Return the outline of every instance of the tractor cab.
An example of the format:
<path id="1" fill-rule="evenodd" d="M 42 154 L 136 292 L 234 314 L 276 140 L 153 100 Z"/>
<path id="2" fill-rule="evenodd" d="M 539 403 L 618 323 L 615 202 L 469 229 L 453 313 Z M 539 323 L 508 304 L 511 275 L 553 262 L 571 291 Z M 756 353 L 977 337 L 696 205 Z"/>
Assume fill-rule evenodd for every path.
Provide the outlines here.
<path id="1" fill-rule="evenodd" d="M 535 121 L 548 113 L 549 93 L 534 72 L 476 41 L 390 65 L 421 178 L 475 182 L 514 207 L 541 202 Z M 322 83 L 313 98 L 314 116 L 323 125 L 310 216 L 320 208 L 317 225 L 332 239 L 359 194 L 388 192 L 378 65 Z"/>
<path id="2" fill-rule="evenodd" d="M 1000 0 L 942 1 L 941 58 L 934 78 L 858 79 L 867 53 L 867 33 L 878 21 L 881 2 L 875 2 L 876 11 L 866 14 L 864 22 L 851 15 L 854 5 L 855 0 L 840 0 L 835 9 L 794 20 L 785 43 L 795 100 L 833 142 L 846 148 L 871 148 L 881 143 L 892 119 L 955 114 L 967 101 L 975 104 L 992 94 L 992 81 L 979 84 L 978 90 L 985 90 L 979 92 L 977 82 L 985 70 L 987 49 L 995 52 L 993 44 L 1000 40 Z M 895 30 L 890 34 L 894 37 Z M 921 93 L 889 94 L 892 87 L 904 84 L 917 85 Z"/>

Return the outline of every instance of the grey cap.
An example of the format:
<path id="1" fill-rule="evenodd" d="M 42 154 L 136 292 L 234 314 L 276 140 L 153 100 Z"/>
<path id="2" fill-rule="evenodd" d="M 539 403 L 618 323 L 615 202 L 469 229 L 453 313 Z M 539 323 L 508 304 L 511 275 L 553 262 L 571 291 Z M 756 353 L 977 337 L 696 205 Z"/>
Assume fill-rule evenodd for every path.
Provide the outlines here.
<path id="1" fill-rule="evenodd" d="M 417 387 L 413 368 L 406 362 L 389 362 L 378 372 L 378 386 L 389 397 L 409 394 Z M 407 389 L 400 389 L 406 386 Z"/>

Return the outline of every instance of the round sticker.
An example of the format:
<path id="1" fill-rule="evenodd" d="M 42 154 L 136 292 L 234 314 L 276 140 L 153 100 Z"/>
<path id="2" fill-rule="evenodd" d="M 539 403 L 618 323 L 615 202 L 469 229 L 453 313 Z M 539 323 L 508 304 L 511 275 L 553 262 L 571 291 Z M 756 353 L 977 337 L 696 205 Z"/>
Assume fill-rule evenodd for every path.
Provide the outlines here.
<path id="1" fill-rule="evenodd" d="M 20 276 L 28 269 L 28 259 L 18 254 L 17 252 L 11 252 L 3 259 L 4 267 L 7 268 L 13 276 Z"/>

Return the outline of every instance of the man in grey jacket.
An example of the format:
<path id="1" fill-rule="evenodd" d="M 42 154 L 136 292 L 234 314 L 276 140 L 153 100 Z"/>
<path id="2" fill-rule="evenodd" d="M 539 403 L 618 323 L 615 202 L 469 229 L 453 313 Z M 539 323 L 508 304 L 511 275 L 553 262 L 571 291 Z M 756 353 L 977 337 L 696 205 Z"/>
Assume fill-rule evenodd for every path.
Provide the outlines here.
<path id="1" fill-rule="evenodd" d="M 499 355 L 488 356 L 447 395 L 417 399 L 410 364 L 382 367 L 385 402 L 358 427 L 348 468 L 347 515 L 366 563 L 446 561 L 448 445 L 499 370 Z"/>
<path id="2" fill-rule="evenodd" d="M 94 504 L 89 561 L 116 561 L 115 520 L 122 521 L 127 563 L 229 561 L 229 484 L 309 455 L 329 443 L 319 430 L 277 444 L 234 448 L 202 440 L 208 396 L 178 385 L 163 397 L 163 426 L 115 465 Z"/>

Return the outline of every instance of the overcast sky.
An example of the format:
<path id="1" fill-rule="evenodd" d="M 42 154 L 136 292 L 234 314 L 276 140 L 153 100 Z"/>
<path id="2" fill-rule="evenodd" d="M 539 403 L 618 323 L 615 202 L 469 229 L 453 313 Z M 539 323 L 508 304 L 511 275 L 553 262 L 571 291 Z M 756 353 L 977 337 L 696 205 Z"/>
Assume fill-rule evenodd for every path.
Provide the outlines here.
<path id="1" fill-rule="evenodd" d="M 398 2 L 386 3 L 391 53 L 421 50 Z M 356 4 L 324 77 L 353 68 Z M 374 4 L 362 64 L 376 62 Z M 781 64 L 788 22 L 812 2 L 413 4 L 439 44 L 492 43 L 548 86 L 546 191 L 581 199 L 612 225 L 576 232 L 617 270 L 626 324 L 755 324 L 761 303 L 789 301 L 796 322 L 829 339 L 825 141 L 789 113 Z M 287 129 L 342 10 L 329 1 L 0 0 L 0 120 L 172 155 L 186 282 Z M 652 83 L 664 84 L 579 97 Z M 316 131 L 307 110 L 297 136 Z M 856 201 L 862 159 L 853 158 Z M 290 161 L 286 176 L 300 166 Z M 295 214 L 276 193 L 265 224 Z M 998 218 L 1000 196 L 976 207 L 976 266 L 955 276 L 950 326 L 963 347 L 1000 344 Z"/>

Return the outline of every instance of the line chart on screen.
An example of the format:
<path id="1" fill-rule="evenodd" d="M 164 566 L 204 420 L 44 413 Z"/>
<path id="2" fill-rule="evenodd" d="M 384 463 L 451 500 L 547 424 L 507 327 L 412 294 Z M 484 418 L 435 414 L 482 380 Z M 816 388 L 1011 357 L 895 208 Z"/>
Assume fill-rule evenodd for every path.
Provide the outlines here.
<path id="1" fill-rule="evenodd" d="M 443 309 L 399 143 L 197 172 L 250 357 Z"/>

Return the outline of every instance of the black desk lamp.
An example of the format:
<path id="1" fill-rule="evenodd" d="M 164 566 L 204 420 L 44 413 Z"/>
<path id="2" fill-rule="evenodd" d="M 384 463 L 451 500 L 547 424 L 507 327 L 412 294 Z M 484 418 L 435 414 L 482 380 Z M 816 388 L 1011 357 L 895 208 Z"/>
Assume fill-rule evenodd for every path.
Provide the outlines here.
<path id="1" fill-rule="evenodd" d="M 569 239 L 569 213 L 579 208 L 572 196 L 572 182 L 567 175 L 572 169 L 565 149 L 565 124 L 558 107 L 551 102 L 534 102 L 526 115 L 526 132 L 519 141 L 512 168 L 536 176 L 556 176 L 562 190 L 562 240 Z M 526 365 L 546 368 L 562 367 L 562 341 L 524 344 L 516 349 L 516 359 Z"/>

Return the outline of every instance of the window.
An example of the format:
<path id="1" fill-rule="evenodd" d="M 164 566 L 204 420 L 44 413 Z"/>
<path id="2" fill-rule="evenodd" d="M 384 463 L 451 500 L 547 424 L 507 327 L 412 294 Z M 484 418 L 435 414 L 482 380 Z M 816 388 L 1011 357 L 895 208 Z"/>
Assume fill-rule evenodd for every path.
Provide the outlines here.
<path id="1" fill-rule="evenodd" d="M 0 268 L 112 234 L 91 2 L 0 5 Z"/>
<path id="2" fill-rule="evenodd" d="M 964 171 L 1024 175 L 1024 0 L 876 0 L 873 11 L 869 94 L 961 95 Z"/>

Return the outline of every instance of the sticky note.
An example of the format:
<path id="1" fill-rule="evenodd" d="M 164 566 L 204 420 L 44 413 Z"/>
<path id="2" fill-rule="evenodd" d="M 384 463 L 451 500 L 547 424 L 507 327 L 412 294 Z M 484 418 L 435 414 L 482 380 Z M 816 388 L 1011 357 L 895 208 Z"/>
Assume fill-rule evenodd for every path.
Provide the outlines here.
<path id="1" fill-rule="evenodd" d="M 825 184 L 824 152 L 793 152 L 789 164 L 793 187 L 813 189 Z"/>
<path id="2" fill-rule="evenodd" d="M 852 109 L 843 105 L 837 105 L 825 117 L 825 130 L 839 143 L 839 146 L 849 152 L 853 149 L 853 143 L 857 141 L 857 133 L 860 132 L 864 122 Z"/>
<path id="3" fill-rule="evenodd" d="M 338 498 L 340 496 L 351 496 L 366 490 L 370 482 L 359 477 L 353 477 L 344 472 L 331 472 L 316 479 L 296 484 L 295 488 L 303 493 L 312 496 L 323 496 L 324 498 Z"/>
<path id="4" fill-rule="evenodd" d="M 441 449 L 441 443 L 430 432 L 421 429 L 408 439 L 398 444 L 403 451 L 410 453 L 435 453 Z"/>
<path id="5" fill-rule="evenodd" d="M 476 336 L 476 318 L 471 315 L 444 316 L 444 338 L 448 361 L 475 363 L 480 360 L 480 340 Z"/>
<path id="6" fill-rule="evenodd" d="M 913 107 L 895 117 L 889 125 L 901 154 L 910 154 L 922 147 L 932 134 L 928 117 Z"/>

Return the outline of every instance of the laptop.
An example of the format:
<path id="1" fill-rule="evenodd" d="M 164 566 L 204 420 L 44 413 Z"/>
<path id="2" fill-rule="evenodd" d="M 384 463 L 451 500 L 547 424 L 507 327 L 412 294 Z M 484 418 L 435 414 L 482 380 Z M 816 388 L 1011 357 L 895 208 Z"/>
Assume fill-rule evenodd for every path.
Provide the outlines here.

* **YOUR TASK**: Every line holding the string "grey" should be copied here, so please find those lines in the data.

* **EXERCISE RESPONSE**:
Return the outline of every instance of the grey cap.
Return the outline of every instance of the man in grey jacket.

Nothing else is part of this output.